From the line that contains "of the shipping" through the end of the listing, replace "shipping container" with "cargo container" and write those lines out again with nothing else changed.
— start of Available records —
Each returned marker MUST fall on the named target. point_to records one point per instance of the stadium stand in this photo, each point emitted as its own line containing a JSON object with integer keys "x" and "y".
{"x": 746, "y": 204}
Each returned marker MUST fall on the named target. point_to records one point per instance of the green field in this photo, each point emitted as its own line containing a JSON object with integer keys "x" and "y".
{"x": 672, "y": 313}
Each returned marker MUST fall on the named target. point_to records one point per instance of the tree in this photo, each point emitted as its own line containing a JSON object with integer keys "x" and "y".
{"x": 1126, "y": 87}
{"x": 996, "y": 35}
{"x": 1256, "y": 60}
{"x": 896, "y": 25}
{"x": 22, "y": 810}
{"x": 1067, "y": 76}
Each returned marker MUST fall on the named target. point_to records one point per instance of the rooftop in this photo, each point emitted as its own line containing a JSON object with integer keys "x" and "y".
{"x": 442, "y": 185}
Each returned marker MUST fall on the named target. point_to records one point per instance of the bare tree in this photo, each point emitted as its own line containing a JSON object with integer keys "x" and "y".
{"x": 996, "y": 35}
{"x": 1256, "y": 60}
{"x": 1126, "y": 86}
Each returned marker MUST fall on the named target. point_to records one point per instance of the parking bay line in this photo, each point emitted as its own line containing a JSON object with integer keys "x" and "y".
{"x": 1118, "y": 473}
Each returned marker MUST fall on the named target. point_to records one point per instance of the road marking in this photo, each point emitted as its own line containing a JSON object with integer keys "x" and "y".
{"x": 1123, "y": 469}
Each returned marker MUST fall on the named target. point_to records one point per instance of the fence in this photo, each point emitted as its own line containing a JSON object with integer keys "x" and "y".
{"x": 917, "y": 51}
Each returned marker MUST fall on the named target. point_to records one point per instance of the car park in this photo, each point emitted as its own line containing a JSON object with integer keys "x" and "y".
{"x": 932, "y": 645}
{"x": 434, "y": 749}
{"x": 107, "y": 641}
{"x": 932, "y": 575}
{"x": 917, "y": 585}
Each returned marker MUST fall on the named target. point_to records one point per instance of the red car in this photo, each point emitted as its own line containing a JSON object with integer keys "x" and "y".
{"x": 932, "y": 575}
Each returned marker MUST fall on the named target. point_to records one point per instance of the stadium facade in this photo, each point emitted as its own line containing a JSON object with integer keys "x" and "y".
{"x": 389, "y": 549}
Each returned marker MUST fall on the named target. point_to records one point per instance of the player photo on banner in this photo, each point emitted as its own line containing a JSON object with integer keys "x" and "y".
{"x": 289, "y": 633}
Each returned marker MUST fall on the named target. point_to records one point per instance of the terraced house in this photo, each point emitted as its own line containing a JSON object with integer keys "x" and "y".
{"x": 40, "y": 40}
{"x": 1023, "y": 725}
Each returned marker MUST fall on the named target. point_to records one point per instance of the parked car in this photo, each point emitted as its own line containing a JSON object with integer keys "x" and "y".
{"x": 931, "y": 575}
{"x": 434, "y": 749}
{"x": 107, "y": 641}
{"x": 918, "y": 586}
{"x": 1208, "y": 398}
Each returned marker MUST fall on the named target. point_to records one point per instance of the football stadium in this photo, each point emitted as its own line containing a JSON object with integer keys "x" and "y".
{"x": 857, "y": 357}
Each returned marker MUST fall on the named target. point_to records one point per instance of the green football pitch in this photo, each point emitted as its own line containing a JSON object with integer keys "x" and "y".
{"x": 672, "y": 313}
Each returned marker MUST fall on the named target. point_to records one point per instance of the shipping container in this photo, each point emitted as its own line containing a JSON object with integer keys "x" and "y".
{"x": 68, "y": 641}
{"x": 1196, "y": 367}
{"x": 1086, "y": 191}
— end of Available records —
> _Output below_:
Each returned marker MUST fall on the named target. point_to records one point per instance of the cargo container in this photo, each point emitted as its own line containing a JSON object with integer keys "x" and "y".
{"x": 68, "y": 641}
{"x": 1196, "y": 367}
{"x": 1086, "y": 191}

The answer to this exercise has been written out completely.